While Western leaders like Clinton and Blair have been demonstrably eloquent about their revulsion about ethnic cleansing (most notably in Kosovo), they have been strangely silent about the cleansing that has been taking place on an epic scale as a result of the Western-initiated and -directed process of globalisation.

By Jeremy Seabrook


September 1999

Dhaka, capital of Bangladesh, is a city surrounded by slums made of woven bamboo on bamboo frames, with sheets of polythene tied to the roof against the heavy pre-monsoon showers. The slums sit crookedly on the banks of polluted lakes, low-lying marshland, where only water-hyacinths grow, expanses of tough green leaves and spiky lilac-coloured flowers.

There is scarcely space to walk between the huts. Flimsy latrines, also of bamboo, on stilts, so that the filth washes down into the ponds; vegetable waste, indestructible polythene, coconut shells, rot in the humid air. Dust storms from construction and brick-breaking mix with the blue metallic fog emitted by the impatient city traffic.

These are refugee camps. The people have been driven here by forces no less compelling than attacks by soldiers moved by the murderous rage of ethnic hatreds. But they are victims of economic, not military, forces. Their fate is not news. There is no sympathy for them from an international community.

As I write this, BBC World is showing scenes of Western celebrities visiting camps in Albania and Macedonia - Javier Solana, Mary Robinson, Hilary Clinton, Roger Moore all have walk-on parts in the unfolding drama.

We can scarcely expect Clinton or Blair, or any other high-minded celebrants of democracy, freedom and human rights to express their righteous abhorrence of conditions in which millions of evictees from subsistence live, even though they, too, are victims of cleansing - economic cleansing. A Western-initiated, -owned and -directed Globalisation tears them up by the roots by settled ways of life and compels them into these morose and inhospitable places. This is cleansing on an epic scale and of breathtaking efficiency. But here, there are no cameras to record their tears, no indignant reporters to urge them to tell their stories to the world.

Yet those stories deserve attention, for they tell of forced migrations, of flight from the familiar home-place, of terror, torture and premature death, no less than the epic of dispossession painstakingly chronicled in Kosovo.

- _Study questions_:
1: In the essay on economic cleansing, what are the slums around Dhaka made of?
2: Quote the essay on economic cleansing between "We can scarcely" and "chronicled in Kosovo.", inclusive.

- _Source data_:
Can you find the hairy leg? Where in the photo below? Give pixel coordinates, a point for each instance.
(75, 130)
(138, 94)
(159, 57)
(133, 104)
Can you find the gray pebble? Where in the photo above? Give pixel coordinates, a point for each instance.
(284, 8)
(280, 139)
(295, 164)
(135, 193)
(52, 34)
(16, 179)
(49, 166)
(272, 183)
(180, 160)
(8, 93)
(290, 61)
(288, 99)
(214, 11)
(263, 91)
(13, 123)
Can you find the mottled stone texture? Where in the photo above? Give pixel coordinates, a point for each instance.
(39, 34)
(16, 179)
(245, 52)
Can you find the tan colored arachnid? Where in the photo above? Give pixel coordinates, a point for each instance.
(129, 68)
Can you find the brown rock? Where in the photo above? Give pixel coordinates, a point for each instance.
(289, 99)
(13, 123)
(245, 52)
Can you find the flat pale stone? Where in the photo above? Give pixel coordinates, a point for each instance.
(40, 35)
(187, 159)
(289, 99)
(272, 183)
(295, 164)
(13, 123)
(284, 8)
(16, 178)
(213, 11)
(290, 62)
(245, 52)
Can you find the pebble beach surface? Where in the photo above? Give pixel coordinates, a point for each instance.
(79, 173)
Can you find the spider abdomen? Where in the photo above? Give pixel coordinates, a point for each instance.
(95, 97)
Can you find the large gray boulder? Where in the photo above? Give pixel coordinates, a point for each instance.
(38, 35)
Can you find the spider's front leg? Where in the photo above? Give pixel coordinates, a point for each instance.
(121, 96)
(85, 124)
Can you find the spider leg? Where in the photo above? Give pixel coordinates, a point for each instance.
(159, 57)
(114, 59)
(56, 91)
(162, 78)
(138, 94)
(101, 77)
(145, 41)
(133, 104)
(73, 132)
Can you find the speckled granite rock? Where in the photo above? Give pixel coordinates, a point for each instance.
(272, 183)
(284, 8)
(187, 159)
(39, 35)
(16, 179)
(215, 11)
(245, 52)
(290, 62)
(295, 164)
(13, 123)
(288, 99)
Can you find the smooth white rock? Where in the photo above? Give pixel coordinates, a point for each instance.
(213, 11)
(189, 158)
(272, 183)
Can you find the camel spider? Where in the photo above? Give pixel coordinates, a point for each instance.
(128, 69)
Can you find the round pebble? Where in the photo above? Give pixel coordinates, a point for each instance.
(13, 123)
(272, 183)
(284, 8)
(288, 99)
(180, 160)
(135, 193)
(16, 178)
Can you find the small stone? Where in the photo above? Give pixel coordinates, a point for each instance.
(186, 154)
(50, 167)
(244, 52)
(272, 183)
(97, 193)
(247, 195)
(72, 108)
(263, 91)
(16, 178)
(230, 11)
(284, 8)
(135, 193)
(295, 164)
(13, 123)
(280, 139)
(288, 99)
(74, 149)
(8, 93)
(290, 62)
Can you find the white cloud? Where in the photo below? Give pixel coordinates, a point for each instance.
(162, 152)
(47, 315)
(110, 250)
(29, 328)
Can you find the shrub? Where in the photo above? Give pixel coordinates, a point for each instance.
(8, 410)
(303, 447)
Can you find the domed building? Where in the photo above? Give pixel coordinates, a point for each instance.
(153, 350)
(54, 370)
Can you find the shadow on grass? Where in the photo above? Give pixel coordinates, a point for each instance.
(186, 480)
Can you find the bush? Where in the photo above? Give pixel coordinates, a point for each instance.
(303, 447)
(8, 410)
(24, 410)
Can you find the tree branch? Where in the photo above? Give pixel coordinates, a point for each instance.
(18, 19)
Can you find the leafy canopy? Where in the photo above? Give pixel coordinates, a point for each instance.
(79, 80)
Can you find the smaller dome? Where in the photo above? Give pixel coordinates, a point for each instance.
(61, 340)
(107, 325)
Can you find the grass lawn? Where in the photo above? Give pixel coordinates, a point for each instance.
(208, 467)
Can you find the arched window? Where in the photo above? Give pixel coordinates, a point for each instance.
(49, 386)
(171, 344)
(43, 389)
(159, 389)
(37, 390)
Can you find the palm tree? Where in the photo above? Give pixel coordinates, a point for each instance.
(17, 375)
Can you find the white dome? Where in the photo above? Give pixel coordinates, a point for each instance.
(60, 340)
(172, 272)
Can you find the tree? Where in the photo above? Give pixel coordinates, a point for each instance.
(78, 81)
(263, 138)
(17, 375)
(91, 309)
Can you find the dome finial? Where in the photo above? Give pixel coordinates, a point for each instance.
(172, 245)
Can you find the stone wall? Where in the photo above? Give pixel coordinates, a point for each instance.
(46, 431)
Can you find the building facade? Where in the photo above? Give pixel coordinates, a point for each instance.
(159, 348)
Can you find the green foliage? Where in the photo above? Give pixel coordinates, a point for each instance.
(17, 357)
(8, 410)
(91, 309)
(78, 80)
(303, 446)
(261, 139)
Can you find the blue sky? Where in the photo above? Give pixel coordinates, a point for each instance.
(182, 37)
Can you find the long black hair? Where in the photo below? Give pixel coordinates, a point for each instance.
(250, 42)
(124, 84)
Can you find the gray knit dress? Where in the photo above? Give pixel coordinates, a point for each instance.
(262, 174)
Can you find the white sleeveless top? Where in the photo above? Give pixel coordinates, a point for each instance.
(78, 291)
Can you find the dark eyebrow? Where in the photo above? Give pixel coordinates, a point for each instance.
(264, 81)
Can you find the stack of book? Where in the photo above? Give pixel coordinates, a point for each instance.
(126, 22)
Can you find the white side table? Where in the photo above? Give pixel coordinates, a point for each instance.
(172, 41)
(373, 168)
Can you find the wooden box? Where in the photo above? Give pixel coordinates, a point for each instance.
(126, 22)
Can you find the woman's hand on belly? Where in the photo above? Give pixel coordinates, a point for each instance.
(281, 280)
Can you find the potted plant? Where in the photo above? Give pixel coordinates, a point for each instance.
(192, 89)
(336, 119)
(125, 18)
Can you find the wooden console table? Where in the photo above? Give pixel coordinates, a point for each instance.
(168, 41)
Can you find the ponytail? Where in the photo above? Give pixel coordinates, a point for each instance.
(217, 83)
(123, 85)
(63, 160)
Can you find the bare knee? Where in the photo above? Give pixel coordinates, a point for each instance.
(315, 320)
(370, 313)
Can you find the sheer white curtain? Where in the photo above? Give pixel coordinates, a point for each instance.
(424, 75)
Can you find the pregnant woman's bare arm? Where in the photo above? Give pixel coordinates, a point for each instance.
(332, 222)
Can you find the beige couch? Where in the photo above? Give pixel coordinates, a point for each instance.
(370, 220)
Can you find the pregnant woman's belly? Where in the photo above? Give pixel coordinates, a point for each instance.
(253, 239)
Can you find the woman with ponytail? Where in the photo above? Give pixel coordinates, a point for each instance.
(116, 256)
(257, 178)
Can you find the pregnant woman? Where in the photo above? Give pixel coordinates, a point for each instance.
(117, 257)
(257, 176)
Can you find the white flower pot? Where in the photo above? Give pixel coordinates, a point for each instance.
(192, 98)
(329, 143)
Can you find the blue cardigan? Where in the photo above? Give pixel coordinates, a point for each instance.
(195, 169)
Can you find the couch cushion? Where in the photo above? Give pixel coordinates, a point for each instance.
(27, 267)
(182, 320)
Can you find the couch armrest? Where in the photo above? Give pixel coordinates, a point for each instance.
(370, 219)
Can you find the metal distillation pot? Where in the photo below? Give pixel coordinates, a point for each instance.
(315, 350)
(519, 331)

- _Expected outputs_:
1: Woven bamboo on bamboo frames, with sheets of polythene tied to the roof.

2:
We can scarcely expect Clinton or Blair, or any other high-minded celebrants of democracy, freedom and human rights to express their righteous abhorrence of conditions in which millions of evictees from subsistence live, even though they, too, are victims of cleansing - economic cleansing. A Western-initiated, -owned and -directed Globalisation tears them up by the roots by settled ways of life and compels them into these morose and inhospitable places. This is cleansing on an epic scale and of breathtaking efficiency. But here, there are no cameras to record their tears, no indignant reporters to urge them to tell their stories to the world.

Yet those stories deserve attention, for they tell of forced migrations, of flight from the familiar home-place, of terror, torture and premature death, no less than the epic of dispossession painstakingly chronicled in Kosovo.